» DIRECTIONS FOR THIS TASK
Print each of the entries exactly, leaving nothing out.

═════ INPUT ROWS

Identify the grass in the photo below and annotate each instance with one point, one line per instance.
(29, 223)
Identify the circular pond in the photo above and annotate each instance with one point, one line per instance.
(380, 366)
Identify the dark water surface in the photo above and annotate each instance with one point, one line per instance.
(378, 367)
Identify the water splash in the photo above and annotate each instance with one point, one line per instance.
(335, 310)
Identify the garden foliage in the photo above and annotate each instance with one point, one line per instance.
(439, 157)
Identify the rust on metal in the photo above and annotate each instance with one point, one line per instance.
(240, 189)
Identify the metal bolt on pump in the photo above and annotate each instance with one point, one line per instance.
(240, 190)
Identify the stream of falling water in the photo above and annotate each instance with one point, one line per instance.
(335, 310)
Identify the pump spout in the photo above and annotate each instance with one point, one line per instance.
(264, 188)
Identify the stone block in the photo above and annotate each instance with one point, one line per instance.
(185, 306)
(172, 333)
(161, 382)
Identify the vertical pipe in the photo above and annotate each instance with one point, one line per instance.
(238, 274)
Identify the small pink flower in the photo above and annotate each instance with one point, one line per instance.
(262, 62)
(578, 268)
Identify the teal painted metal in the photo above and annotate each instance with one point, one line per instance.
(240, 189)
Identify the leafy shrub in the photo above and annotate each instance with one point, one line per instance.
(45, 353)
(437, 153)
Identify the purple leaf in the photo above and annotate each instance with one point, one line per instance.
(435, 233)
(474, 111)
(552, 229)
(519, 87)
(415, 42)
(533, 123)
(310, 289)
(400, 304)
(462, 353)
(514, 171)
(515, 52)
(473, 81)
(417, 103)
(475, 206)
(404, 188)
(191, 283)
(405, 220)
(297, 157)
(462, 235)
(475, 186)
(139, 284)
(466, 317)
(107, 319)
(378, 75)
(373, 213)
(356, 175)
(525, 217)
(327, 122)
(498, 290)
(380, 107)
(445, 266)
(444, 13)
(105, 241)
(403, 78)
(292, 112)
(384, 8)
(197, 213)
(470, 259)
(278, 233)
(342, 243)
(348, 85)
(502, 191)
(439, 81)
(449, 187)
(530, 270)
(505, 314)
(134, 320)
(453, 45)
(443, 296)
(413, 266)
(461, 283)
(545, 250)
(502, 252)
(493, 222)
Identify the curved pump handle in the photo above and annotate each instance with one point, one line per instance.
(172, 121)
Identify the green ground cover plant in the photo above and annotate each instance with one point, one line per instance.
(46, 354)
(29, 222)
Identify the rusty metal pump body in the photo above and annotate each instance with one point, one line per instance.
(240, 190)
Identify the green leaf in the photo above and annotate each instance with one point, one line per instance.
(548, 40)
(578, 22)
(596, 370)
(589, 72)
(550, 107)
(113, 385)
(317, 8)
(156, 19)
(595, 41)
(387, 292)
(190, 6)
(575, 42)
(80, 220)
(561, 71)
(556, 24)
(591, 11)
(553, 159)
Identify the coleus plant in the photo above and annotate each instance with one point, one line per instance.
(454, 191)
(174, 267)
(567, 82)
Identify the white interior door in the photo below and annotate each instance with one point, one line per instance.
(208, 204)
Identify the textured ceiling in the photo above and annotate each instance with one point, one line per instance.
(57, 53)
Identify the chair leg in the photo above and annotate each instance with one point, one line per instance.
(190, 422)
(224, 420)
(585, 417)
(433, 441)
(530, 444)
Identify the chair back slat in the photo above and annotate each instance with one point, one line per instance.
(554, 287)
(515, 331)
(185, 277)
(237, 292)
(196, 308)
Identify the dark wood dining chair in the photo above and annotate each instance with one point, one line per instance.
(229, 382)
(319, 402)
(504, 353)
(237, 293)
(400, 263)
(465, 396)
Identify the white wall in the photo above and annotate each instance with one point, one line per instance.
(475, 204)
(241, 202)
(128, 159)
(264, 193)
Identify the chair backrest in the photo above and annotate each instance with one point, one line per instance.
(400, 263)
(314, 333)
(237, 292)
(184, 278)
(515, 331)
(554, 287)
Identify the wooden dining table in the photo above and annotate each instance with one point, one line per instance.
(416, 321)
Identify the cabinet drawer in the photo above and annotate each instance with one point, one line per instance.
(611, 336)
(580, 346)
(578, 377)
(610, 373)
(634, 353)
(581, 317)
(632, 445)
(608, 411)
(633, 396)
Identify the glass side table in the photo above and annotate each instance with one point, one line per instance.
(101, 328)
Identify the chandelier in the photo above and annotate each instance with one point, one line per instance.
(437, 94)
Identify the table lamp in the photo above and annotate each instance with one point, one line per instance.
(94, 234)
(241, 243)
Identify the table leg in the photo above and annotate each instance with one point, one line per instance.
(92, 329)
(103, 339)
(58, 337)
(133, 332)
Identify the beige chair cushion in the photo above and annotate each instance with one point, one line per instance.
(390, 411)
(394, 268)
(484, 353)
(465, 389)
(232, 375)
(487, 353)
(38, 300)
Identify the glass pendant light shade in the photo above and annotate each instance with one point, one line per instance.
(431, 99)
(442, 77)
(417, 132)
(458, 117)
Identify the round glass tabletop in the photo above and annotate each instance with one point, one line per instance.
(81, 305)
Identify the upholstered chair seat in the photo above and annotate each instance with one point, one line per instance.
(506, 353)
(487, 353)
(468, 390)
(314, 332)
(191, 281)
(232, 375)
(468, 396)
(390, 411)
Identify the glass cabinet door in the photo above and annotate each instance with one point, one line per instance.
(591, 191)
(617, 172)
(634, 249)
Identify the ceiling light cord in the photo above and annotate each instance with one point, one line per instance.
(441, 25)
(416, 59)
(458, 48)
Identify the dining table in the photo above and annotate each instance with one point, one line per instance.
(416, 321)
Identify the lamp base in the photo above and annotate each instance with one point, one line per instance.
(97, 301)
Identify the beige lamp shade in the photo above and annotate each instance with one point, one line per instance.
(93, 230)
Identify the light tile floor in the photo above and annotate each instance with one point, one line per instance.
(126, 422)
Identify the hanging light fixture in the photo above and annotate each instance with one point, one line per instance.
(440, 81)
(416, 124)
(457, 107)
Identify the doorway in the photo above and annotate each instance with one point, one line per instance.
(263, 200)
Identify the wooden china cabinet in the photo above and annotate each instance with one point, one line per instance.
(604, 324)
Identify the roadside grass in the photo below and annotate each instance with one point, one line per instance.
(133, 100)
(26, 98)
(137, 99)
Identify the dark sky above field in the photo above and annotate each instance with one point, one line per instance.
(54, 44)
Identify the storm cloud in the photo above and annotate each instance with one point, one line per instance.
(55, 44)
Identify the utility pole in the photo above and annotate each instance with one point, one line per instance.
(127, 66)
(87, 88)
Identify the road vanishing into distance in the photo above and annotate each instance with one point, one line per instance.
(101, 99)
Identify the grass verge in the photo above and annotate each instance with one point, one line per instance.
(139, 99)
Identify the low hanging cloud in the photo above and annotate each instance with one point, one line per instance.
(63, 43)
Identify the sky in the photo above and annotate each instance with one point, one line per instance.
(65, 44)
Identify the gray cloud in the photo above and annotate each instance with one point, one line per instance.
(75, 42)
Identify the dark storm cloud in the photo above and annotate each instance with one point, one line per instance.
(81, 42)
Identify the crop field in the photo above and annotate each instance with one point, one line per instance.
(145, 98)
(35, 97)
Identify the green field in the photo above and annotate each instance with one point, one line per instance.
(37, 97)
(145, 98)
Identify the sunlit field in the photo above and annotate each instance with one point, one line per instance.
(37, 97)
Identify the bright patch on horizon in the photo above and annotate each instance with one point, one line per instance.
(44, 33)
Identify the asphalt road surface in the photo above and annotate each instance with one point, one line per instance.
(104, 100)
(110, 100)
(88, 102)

══════════

» COMPLETE RESPONSE
Identify the grass in the photo below and annotate each instance with one point, one line per instance.
(29, 223)
Identify the circular pond in the photo above and annotate each instance with one point, one line per instance.
(380, 366)
Identify the dark water surface in the photo above and annotate each instance with one point, one line per instance.
(378, 367)
Identify the water splash in the photo above and annotate each instance with one point, one line per instance.
(335, 310)
Identify the garden foliage in the photo above and annotate each instance with one point, one line per instance.
(439, 157)
Identify the rust on metal in the photo above and annotate each instance with one point, one line per instance.
(240, 189)
Identify the metal bolt on pump in the photo above and annotate each instance with one point, one line per instance.
(240, 190)
Identify the stream of falling water in the photo above and annotate each instance with one point, one line per instance.
(335, 310)
Identify the pump spout in the photo above and annotate each instance with one point, one line per instance.
(264, 188)
Identify the stone block in the photo above and annotate each instance with one point, one line per instance.
(185, 306)
(172, 333)
(161, 382)
Identify the vertical pipe in the photo above and annotate each instance with one point, one line per instance.
(238, 274)
Identify the small pink flower in the photo above and annotate each instance with one point, one line per instance.
(262, 62)
(578, 268)
Identify the teal painted metal in the photo above and annotate each instance with one point, one line per instance.
(240, 189)
Identify the leafy shrub in the photo above and annotate each instance with one point, one line per instance.
(45, 353)
(437, 153)
Identify the purple leaf in the photo above and annotate each instance with one point, one line per instance.
(435, 233)
(474, 111)
(552, 229)
(519, 87)
(415, 42)
(533, 123)
(310, 289)
(400, 304)
(462, 353)
(514, 171)
(515, 52)
(473, 81)
(417, 103)
(475, 206)
(404, 188)
(191, 283)
(405, 220)
(297, 157)
(462, 235)
(475, 186)
(139, 284)
(466, 317)
(107, 319)
(378, 75)
(373, 213)
(356, 175)
(525, 217)
(327, 122)
(498, 290)
(380, 107)
(445, 266)
(444, 13)
(105, 241)
(403, 78)
(292, 112)
(384, 8)
(197, 213)
(470, 259)
(278, 233)
(342, 243)
(348, 85)
(502, 191)
(439, 81)
(449, 187)
(530, 270)
(505, 314)
(134, 320)
(453, 45)
(443, 296)
(413, 266)
(461, 283)
(545, 250)
(502, 252)
(493, 222)
Identify the curved pump handle in the photo above and annotate each instance with one point, one line per instance.
(172, 121)
Identify the green ground cover plant in the photo above and annotate each instance with one point, one line per instance.
(46, 354)
(29, 222)
Identify the rusty metal pump body in the photo above and annotate each instance with one point, one line per instance.
(240, 190)
Identify the green leaf in the photo above and annotate each instance with one point, one line per instance.
(548, 40)
(578, 22)
(596, 370)
(589, 72)
(550, 107)
(113, 385)
(317, 8)
(156, 19)
(595, 41)
(387, 292)
(190, 6)
(575, 42)
(80, 220)
(561, 71)
(556, 24)
(591, 11)
(553, 159)
Identify the coleus plant in the photo above and annotate each instance with one point, one line per instance.
(454, 191)
(174, 267)
(567, 82)
Identify the white interior door in the photo below and annotate each instance with one point, one line per instance.
(208, 204)
Identify the textured ceiling in the photo above and annotate each instance with one point, one line per instance.
(57, 53)
Identify the chair leg in the photo above and annotate each instance with one point, one line per instance.
(190, 422)
(224, 420)
(585, 417)
(433, 441)
(530, 444)
Identify the chair back slat in the photo above and annotate each instance with one point, one line per instance.
(554, 287)
(515, 331)
(185, 277)
(237, 292)
(196, 308)
Identify the dark wood dining chair in the photo above and annotate each instance with one point, one line per instance.
(229, 382)
(319, 402)
(504, 353)
(237, 293)
(400, 263)
(465, 396)
Identify the white wall in the photo above and annotate each instance with one point, one line per instance.
(475, 204)
(241, 202)
(128, 159)
(264, 193)
Identify the chair backrest in the photo above and annotate each instance with one point, one line per instance.
(400, 263)
(314, 333)
(237, 292)
(184, 278)
(515, 331)
(554, 287)
Identify the wooden dining table in the photo above and annotate each instance with one point, one line per instance.
(416, 321)
Identify the cabinet drawer in the photo above and annotate each instance with one point, one line per instance.
(611, 336)
(580, 346)
(578, 377)
(610, 373)
(634, 353)
(581, 317)
(632, 445)
(608, 411)
(633, 396)
Identify the glass side table in the photo above and annotate each instance with one point, one line per instance.
(101, 328)
Identify the chandelier in the photo above and annotate each instance with one point, one line per instance.
(437, 94)
Identify the table lamp in the photo above and annotate each instance with one point, one line per instance.
(94, 234)
(241, 243)
Identify the table leg in the photo above and annotate each instance with one point, one line per instance.
(92, 329)
(103, 339)
(58, 337)
(133, 332)
Identify the beige chair cushion in the photo above and annotate each instance with one point, one line per instance.
(390, 411)
(394, 268)
(484, 353)
(465, 389)
(232, 375)
(487, 353)
(38, 300)
Identify the glass pendant light shade in the photo above and annotate each instance with one point, one line per instance.
(431, 99)
(442, 77)
(417, 132)
(458, 117)
Identify the round glass tabletop in the photo above and annotate each instance with one point, one line per instance.
(81, 305)
Identify the upholstered chair seat in the photo above and annotate each instance with one point, one line per instance.
(506, 353)
(487, 353)
(468, 390)
(314, 332)
(191, 281)
(232, 375)
(468, 396)
(390, 411)
Identify the glass cabinet door in the photo above and annotate each instance with one point, one line per instance.
(591, 191)
(617, 172)
(634, 249)
Identify the ceiling light cord in the photo above and annotate each instance with one point, one line per instance.
(441, 25)
(416, 59)
(458, 48)
Identify the dining table in the photo above and annotate each instance with one point, one line per instance.
(416, 321)
Identify the lamp base in the photo above and annotate each instance with one point, one line per instance.
(97, 301)
Identify the beige lamp shade in the photo above and annotate each instance with one point, one line per instance.
(93, 230)
Identify the light tile floor in the photo above and annotate each instance with one point, one line per instance.
(126, 422)
Identify the hanging light fixture in the photo above and annotate each instance with one point, one line per instance.
(440, 81)
(416, 124)
(457, 107)
Identify the doorway in the photo above and annotate each instance with one point, one line per instance.
(263, 200)
Identify the wooden china cabinet in the photo above and annotate each instance with one point, one line per instance.
(604, 324)
Identify the roadside grass in the photo below and annotate each instance with one point, one line per instance.
(133, 100)
(26, 98)
(137, 99)
Identify the dark sky above field in the photo above and annotate each instance with one point, one line per instance.
(54, 44)
Identify the storm cloud in the photo above and annotate each instance with one point, one line per instance.
(55, 44)
Identify the utility pole in the photo above and annotate each instance with one point, one line per instance.
(127, 66)
(87, 88)
Identify the road vanishing into distance in the photo above and annotate each instance with one point, one line per instance.
(101, 99)
Identify the grass verge in the photo above and annotate each instance with one point, one line per instance.
(139, 99)
Identify the low hanging cloud in the photo above and annotate each instance with one point, one line per instance.
(63, 43)
Identify the sky in the photo above and annotate each instance with one point, one line per instance.
(65, 44)
Identify the gray cloud in the photo above and annotate each instance with one point, one line per instance.
(75, 42)
Identify the dark storm cloud in the photo above and annotate each instance with one point, one line per instance.
(81, 42)
Identify the crop field in the photo above and annotate each instance with one point, one line per instance.
(145, 98)
(35, 97)
Identify the green field in the photo above and annotate each instance with one point, one line per instance.
(37, 97)
(145, 98)
Identify the sunlit field in the photo above and annotate each instance with one point, one line per instance.
(37, 97)
Identify the bright patch on horizon in the photo above and annotate each instance with one point, one line per instance.
(44, 33)
Identify the asphalt road surface in the photo above and annotate each instance with one point, one line per instance.
(104, 100)
(110, 100)
(88, 102)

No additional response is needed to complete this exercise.